[Instructions for the task]: Reproduce the listing below word for word, from its first line through the line that contains "161L49 172L25 182L25". Include both of those lines.

[Given entries]:
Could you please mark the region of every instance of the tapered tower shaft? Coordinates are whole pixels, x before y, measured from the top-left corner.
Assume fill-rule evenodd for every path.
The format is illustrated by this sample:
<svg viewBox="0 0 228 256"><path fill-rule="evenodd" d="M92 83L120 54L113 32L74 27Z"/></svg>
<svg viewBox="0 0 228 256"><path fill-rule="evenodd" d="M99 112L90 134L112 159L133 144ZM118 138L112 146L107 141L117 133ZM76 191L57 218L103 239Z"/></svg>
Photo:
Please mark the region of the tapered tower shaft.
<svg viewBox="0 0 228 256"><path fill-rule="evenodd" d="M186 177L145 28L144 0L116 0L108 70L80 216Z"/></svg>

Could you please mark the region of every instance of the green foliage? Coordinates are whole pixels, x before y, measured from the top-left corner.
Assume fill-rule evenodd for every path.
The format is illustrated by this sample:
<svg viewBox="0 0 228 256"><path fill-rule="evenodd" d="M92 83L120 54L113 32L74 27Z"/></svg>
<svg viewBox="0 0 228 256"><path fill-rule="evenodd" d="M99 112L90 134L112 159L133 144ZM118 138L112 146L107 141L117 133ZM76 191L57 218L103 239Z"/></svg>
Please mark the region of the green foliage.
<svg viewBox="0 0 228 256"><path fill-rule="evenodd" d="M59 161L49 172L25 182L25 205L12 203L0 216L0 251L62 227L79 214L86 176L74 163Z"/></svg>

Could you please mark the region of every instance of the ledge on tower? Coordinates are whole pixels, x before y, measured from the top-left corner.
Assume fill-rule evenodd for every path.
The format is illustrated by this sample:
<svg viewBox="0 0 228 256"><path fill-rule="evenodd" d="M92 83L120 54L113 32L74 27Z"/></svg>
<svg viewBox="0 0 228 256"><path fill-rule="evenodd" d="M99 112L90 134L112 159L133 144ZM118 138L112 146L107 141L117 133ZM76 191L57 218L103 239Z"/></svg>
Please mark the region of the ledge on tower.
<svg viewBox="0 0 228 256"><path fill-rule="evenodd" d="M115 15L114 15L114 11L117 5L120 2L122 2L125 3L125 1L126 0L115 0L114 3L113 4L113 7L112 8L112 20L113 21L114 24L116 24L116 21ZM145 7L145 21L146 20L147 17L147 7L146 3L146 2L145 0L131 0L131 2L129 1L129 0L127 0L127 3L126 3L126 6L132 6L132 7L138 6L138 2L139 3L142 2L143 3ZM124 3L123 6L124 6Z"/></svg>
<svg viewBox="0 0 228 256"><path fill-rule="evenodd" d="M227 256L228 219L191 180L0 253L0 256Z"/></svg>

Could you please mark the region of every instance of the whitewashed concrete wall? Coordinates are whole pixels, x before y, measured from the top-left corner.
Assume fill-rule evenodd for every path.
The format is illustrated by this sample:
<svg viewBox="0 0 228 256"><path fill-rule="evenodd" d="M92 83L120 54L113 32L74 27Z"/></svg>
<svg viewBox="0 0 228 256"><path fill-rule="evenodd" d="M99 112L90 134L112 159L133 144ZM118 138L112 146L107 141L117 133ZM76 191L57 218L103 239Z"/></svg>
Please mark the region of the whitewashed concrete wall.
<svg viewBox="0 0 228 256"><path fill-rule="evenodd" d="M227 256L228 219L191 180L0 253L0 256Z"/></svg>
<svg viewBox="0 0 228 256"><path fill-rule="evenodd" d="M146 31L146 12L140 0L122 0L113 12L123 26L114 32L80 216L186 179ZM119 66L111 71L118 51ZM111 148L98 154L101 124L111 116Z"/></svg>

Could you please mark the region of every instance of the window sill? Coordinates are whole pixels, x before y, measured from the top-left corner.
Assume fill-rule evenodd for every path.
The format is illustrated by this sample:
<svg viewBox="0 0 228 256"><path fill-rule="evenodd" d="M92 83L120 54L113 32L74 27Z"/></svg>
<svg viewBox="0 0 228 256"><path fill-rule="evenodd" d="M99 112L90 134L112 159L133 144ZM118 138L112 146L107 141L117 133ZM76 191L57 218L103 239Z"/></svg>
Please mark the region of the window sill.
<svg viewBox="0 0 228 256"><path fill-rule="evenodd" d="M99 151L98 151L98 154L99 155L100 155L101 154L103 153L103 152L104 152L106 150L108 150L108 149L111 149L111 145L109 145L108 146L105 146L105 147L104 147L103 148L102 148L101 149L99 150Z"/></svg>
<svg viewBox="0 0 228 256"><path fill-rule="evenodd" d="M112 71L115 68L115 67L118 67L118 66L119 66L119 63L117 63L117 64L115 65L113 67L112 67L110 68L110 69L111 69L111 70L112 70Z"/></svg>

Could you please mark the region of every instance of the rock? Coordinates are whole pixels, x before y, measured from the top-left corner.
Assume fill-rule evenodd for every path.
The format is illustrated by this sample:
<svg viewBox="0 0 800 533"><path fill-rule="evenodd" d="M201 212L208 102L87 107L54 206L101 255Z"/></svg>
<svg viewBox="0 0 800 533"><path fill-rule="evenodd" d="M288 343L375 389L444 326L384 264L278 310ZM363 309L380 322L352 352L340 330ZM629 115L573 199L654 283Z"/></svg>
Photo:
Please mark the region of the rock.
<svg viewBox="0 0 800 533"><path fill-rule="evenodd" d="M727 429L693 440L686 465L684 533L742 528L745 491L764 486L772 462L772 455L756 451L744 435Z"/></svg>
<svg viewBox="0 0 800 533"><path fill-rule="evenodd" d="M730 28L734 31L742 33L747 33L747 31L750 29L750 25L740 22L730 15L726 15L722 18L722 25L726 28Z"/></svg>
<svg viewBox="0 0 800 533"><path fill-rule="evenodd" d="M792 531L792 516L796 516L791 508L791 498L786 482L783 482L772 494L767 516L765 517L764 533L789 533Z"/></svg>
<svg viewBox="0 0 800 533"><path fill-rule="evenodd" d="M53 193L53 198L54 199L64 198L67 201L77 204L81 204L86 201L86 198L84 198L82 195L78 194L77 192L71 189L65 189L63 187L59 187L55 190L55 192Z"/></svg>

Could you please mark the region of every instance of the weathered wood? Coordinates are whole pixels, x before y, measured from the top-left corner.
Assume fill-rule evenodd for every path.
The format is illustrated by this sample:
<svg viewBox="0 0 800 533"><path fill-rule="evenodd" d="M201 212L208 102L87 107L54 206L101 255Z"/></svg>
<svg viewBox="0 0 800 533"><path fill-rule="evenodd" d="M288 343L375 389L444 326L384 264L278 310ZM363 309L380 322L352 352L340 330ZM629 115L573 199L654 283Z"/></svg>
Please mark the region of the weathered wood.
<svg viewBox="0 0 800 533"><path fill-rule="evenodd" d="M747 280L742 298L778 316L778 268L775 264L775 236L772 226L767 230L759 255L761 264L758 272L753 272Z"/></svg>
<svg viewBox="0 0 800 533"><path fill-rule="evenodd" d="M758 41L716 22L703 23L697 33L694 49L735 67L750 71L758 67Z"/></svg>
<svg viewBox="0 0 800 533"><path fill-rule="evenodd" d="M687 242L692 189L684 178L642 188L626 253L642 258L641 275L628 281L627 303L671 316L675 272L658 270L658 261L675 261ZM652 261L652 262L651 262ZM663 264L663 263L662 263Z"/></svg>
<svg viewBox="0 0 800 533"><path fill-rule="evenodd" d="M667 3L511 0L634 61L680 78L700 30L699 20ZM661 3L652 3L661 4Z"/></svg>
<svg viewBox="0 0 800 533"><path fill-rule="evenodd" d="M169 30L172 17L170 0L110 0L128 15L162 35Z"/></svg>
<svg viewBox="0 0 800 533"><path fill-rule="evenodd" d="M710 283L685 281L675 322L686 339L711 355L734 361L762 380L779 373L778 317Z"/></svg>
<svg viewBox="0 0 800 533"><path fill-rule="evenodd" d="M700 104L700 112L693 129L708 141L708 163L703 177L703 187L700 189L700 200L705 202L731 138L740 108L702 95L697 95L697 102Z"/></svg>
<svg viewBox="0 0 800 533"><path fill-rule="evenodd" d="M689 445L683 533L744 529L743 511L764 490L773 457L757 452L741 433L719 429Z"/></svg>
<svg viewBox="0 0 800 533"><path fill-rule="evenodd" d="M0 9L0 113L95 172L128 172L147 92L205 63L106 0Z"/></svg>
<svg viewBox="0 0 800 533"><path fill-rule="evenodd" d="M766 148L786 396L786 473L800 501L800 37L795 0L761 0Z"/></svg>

[Task solution]:
Could you please mark the region of every instance of the tapered tower shaft? Coordinates are whole pixels, x before y, measured from the top-left corner.
Assume fill-rule evenodd for every path.
The format is illustrated by this sample:
<svg viewBox="0 0 228 256"><path fill-rule="evenodd" d="M92 83L120 54L113 32L74 27Z"/></svg>
<svg viewBox="0 0 228 256"><path fill-rule="evenodd" d="M99 112L90 134L112 159L133 144ZM118 138L112 146L107 141L117 133ZM76 191L57 218L103 239Z"/></svg>
Photo:
Please mark the region of the tapered tower shaft.
<svg viewBox="0 0 228 256"><path fill-rule="evenodd" d="M186 177L145 28L144 0L116 0L108 70L80 216Z"/></svg>

Could you please mark the region of every instance of the green foliage? Coordinates are whole pixels, x before y, measured from the top-left corner.
Assume fill-rule evenodd for every path.
The format is illustrated by this sample:
<svg viewBox="0 0 228 256"><path fill-rule="evenodd" d="M92 83L120 54L113 32L74 27Z"/></svg>
<svg viewBox="0 0 228 256"><path fill-rule="evenodd" d="M99 112L90 134L112 159L133 144ZM118 138L112 146L107 141L117 133ZM76 191L57 218L103 239Z"/></svg>
Please mark the region of the green foliage.
<svg viewBox="0 0 228 256"><path fill-rule="evenodd" d="M59 161L49 172L25 182L25 205L12 203L0 216L0 251L62 227L79 214L86 176L74 163Z"/></svg>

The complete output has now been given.